* _Apply what you read_
#1 According to the passage on Mother Teresa's canonization, why did a Vatican committee declare the Kolkata woman's healing a miracle? Answer in one to three sentences.
#2 From the passage on Mother Teresa's canonization, return the text between "Mother Teresa was" and "School for girls.", inclusive, copied exactly.

* _Provided passage_
Pope Francis says he’ll make the canonisation on September 4, on the eve of the anniversary of her death, which occurred on September 5, 1997.
The move paves the way for the nun who cared for the poorest of the poor to become the centrepiece of his year-long focus on the Catholic Church’s merciful side.
Pope Francis announced that Mother Teresa would be declared a saint after recognising a second miracle attributed to her: the healing of a Brazilian man with multiple brain tumors after loved ones prayed to her, the Italian Catholic bishops’ association’s official newspaper Avvenire reported. That miracle occurred after her death.
The nun was beatified in October 2003 by now deceased Pope John Paul II. He approved a first posthumous miracle.
A 30-year-old woman in Kolkata said she was cured of a stomach tumor after praying to Mother Teresa. A Vatican committee said it could find no scientific explanation for her healing and declared it a miracle.
Mother Teresa was born in 1910 in Albania and baptized Gonxha Agnes, the Vatican said in her biography.
At age 18, she joined an Irish convent, where she received the name Sister Mary Teresa. Months later, she left for India, landing in Kolkata, the city then known as Calcutta, in January 1929. She taught at St. Mary’s School for girls.
There, she took her Final Profession of Vows and became Mother Teresa. Nearly 20 years later, during a train ride in India, she felt a calling from Jesus to care for the poor.
She established Missionaries of Charity to serve the poorest of all.
In 1948, she donned her iconic white sari with blue trim for the first time and walked out of her convent to start her life caring for the poor. She washed the wounded, cared for the sick and dying, and some of her former students joined her over time.
She spread her work throughout India and won the Nobel Peace Prize in 1979.

* _Supplied data_
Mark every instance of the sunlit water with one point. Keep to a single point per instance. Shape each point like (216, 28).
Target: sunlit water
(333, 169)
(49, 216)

* _Answer list_
#1 The committee said it could find no scientific explanation for the healing of her stomach tumor, which she said was cured after she prayed to Mother Teresa. On that basis, it declared the healing a miracle.

#2
Mother Teresa was born in 1910 in Albania and baptized Gonxha Agnes, the Vatican said in her biography.
At age 18, she joined an Irish convent, where she received the name Sister Mary Teresa. Months later, she left for India, landing in Kolkata, the city then known as Calcutta, in January 1929. She taught at St. Mary’s School for girls.